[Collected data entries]
--------
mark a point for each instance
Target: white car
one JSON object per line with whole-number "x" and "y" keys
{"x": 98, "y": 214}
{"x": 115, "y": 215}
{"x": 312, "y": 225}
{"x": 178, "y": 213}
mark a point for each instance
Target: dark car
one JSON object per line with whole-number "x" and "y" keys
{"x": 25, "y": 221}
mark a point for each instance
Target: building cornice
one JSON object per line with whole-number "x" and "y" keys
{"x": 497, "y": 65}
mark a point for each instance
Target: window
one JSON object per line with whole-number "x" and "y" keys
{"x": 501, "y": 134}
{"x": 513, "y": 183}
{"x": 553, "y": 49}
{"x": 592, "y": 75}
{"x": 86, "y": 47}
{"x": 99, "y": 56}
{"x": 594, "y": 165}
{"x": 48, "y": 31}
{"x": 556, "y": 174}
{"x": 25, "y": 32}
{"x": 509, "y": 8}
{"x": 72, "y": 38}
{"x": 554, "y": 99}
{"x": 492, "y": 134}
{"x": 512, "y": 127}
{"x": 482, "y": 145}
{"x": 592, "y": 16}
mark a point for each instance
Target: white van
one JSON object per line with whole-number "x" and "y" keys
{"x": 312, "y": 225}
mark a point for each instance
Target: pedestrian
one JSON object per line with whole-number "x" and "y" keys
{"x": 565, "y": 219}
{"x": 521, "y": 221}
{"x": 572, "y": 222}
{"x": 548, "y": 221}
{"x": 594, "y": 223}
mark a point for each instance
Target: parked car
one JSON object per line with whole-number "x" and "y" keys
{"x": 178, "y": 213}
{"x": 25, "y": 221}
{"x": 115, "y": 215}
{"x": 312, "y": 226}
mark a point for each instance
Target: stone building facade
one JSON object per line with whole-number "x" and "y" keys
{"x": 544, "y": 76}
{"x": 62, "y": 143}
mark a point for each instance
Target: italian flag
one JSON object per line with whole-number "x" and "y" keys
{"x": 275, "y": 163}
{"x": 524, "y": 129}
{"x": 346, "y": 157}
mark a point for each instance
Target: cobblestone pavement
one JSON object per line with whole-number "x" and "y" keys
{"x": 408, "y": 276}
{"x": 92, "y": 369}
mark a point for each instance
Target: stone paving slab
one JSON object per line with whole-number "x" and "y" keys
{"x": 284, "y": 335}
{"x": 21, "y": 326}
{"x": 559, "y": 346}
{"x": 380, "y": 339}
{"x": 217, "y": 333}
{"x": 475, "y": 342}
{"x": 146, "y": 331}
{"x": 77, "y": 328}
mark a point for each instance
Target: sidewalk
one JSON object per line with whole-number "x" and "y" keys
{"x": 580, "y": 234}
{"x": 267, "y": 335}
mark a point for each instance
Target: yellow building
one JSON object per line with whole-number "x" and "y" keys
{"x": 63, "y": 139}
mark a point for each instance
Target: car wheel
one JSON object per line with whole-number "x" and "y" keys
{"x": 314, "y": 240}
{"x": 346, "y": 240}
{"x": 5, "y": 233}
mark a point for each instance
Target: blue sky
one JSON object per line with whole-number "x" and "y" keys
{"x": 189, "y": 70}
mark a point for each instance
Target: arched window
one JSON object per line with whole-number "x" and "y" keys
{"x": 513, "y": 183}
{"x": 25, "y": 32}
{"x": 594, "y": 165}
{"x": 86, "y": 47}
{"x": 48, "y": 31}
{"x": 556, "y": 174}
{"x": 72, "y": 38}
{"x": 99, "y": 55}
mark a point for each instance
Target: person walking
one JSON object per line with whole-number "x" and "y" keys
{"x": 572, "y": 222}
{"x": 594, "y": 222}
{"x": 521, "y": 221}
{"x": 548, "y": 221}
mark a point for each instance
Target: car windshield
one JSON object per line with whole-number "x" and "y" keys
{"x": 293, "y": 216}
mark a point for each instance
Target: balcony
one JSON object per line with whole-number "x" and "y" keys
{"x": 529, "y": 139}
--------
● WHAT THE TASK ASKS
For this task, write out exactly the lines of the entries above, starting at the line with "Target: stone building facade" and ending at the line with "Target: arched window", both included, and no others.

● RESULT
Target: stone building facade
one JSON object per line with whole-number "x" and "y" keys
{"x": 544, "y": 76}
{"x": 62, "y": 143}
mark a point for each instance
Target: italian flag
one JSON object per line with whole-number "x" and "y" keys
{"x": 275, "y": 163}
{"x": 524, "y": 129}
{"x": 346, "y": 157}
mark a point for each instance
Target: cobblestone pavement
one JSON object per line with whole-number "x" and "y" keys
{"x": 408, "y": 276}
{"x": 92, "y": 369}
mark a point for each instance
Target: stone paving slab
one JSON object per line with whole-number "x" and "y" keys
{"x": 284, "y": 335}
{"x": 21, "y": 326}
{"x": 559, "y": 346}
{"x": 380, "y": 339}
{"x": 217, "y": 333}
{"x": 475, "y": 342}
{"x": 146, "y": 331}
{"x": 77, "y": 328}
mark a point for each instance
Target: sidewalk
one JSON object per line with whole-number "x" and "y" keys
{"x": 580, "y": 234}
{"x": 267, "y": 335}
mark a point for each instance
Target: yellow building
one JSON object per line with whole-number "x" and "y" keys
{"x": 63, "y": 139}
mark a point for each instance
Target: car wheel
one JSON object per line with whole-number "x" and "y" keys
{"x": 314, "y": 240}
{"x": 346, "y": 240}
{"x": 5, "y": 233}
mark a point for each instance
Target: blue sky
one JSON object per line with whole-number "x" and "y" keys
{"x": 189, "y": 70}
mark a point for each instance
Target: arched window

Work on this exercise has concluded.